Document section »
..........

2. The method according to claim 1, further comprising: dividing
said trace into a first subset and a second subset; specifying,
within said first hardware trace facility, said first subset of
said trace by specifying first information; specifying, within said
second hardware trace facility, said second subset of said trace by
specifying second information; capturing, by said first hardware
trace facility, only traffic that includes said first information;
and capturing, by said second hardware trace facility, only traffic
that includes said second information.
3. The method according to claim 2, further comprising: traffic
that includes said first information being a first half of said
trace and traffic that includes said second information being a
second half of said trace.
4. The method according to claim 3, further comprising: snooping,
by said first and second hardware trace facilities, traffic on said
first and second system busses; determining, by said first hardware
trace facility, whether said snooped traffic includes said first
information; in response to determining by said first hardware
trace facility that said snooped traffic includes said first
information, capturing, by said first hardware trace facility, said
snooped traffic; determining, by said second hardware trace
facility, whether said snooped traffic includes said second
information; and in response to determining by said second hardware
trace facility that said snooped traffic includes said second
information, capturing, by said second hardware trace facility,
said snooped traffic.
5. The method according to claim 3, further comprising: traffic
including said first information being all traffic transmitted by
said first processor.
6. The method according to claim 3, further comprising: traffic
including said first information being all traffic transmitted by
said second processor.
7. The method according to claim 3, further comprising: traffic
including said first information being all traffic transmitted by
said first and second processors.
8. The method according to claim 3, further comprising: traffic
including said first information being all traffic that is a
particular type of event.
9. The method according to claim 8, further comprising: traffic
including said first information being all requests.
10. The method according to claim 8, further comprising: traffic
including said first information being all responses.
11. The method according to claim 3, further comprising: said first
and second processors being included within a first node; said data
processing system including said first node and a second node that
includes a third processor; selecting a particular node; and
traffic including said first information being all traffic
transmitted by processors in said selected particular node.
12. The method according to claim 3, further comprising: traffic
including said first information being all traffic transmitted by a
particular combination of a particular node, a particular
processor, and a particular type of event.
13. An apparatus in a data processing system for balancing hardware
trace collection between hardware trace facilities, said apparatus
comprising: a first hardware trace facility included within a first
processor, said first processor including a first plurality of
processing units coupled together utilizing a first system bus; a
second hardware trace facility included within a second processor,
said second processor including a second plurality of processing
units coupled together utilizing a second system bus; said bus
traffic being transmitted between said first and said second system
busses, wherein said first and second processors receive data
transmitted on said first and second system busses; a particular
trace specified to be captured from said first and second system
busses; and information that is included in said bus traffic used
to balance capturing of said particular trace between said first
and second hardware trace facilities.

..........

Entries shown »
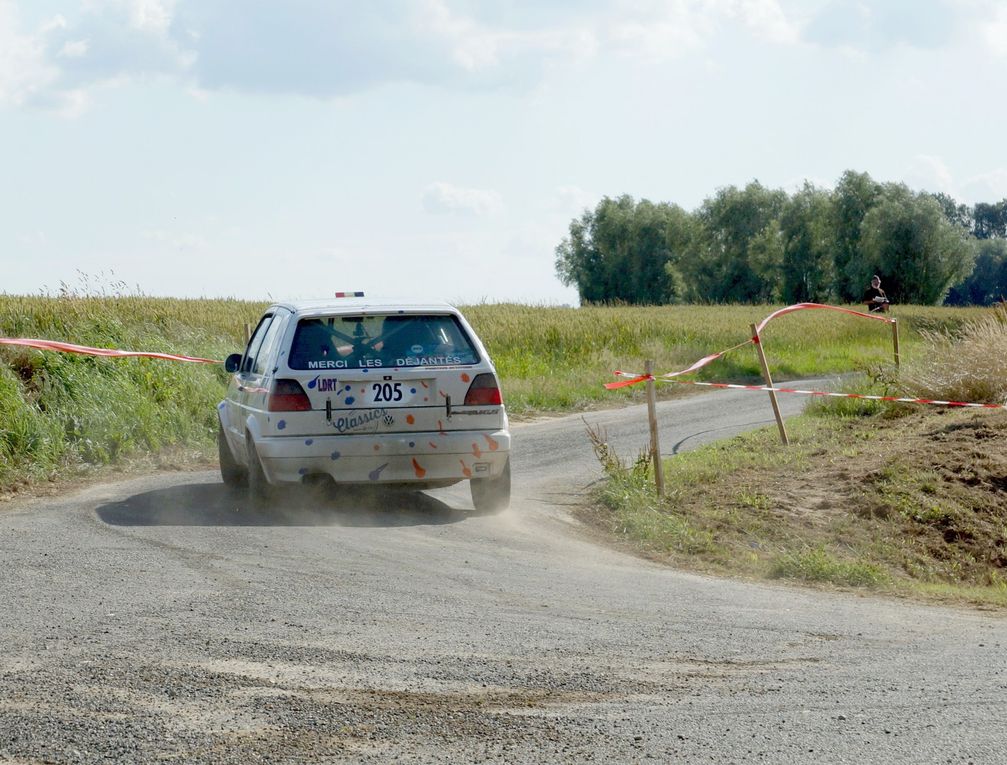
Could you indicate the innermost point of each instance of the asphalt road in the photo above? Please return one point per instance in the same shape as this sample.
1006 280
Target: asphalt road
163 619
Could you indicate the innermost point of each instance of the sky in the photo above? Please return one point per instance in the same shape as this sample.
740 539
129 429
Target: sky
440 148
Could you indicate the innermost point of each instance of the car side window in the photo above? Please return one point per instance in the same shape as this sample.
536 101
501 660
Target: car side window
252 351
268 346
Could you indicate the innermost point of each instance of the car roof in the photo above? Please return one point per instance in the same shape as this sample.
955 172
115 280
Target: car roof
365 305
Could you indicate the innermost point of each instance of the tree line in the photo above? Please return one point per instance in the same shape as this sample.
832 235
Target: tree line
757 245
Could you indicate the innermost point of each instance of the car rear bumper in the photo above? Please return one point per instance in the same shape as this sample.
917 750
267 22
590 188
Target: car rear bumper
387 458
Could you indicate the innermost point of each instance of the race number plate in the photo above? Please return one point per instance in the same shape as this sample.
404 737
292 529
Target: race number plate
398 393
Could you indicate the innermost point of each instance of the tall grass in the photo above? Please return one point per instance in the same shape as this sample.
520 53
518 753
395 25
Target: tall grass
58 411
968 362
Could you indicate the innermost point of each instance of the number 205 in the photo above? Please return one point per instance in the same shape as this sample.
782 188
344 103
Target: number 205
387 392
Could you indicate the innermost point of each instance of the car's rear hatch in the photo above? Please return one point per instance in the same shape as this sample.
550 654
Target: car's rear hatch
390 372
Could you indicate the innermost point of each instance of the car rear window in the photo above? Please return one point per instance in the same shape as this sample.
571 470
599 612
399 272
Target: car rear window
404 340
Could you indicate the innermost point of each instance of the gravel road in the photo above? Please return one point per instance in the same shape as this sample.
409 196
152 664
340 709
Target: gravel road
162 618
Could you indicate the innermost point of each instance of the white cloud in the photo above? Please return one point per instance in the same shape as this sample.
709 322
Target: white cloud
931 174
659 30
993 29
73 49
329 48
23 68
572 200
443 197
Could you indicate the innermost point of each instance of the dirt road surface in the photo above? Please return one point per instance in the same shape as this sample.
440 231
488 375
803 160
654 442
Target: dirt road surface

..........

Work instructions »
1. From the patent claims, quote the passage starting with "8. The method" and going on through "selected particular node.".
2. Give the number of each claim in the patent claims that is stated to be "according to claim 3".
The rows have no connection to the patent claims.

Answers given »
1.
8. The method according to claim 3, further comprising: traffic
including said first information being all traffic that is a
particular type of event.
9. The method according to claim 8, further comprising: traffic
including said first information being all requests.
10. The method according to claim 8, further comprising: traffic
including said first information being all responses.
11. The method according to claim 3, further comprising: said first
and second processors being included within a first node; said data
processing system including said first node and a second node that
includes a third processor; selecting a particular node; and
traffic including said first information being all traffic
transmitted by processors in said selected particular node.

2. 4, 5, 6, 7, 8, 11, 12